_Task instructions_:
A - Check each of the following statements against the piece on the CSS exam. For each, answer yes or no and quote the words from the piece that decide it. (i) The CSS exam is currently under way. (ii) The exam has no interview portion. (iii) Candidates take the generic exam after they know the exact job description.
B - Extend the piece on the CSS exam with a further passage that picks up right after its final sentence.

THESE days the Civil Superior Services (CSS) exam is under way to select our future civil servants.

Wouldn’t it be mind-boggling if, instead of choosing from a group of individuals training to swim for almost a year, the selection of the swimming team meant to represent Pakistan at the Olympics was done on the basis of who wrote the best essay on global warming?

Meritocracy is not about setting the wrong criteria and ensuring that it is followed; rather, it is about ensuring that everything from setting the criteria to implementing it is designed in a manner that upholds merit. Something very similar is done in choosing the members of the elite civil service of Pakistan.


Meritocracy is not about setting the wrong criteria.

No matter how poorly qualified you are for the job, all that matters is the score in a generic exam that one takes even before knowing the exact job description. There is a psychological and interview portion of the exam as well, but that is not enough to judge someone’s aptitude for a particular service group.

Collected data:
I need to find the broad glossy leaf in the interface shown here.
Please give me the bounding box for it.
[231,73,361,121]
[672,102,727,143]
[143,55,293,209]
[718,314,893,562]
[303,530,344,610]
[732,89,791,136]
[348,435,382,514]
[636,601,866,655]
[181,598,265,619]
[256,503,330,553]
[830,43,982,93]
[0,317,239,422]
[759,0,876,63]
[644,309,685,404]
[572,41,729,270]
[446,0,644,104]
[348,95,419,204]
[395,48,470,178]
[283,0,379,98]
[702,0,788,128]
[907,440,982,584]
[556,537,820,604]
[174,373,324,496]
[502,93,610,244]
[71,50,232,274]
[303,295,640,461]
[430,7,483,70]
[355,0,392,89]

* * *

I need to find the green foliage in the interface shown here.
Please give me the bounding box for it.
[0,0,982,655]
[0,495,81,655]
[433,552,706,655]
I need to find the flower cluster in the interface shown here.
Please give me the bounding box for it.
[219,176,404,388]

_Results by task_:
A -
(i) Yes: "THESE days the Civil Superior Services (CSS) exam is under way to select our future civil servants."
(ii) No: "There is a psychological and interview portion of the exam as well"
(iii) No: "a generic exam that one takes even before knowing the exact job description"

B -
It can at best be enough to make sure that an individual is not an absolute misfit in government service.

Currently, one has nothing to worry about after passing the CSS exam as allocation to service groups is largely based on one’s ranking in the exam. Compare it with the military; the allocation to different groups is largely based on one’s performance during a two-year-long training at the Pakistan Military Academy, Kakul. This period is definitely ample time to ascertain the mettle of individuals.

The common training programme (CTP) — the civilian equivalent of the PMA’s long-course training — does have an assessment system but that, besides being very arbitrary, has minimal impact on the career of civil servants.

This is the reason that young participants of the CTP are least motivated and consider the CTP as time to relax after burning the proverbial midnight oil to clear the CSS exam with flying colours. There is hardly a case where any civil servant has been dismissed from service for failure to complete his or her training.

As soon as they join the common training programme, a sense of superiority starts to manifest itself in individuals in varying degrees, depending on the service group they have been given and the process of learning stops right there and then. It is all downhill from there. The motto becomes ‘enter to learn, leave to rule’ or ‘enter to learn, leave to loot’ depending on the financial leverage of the service group that one is in.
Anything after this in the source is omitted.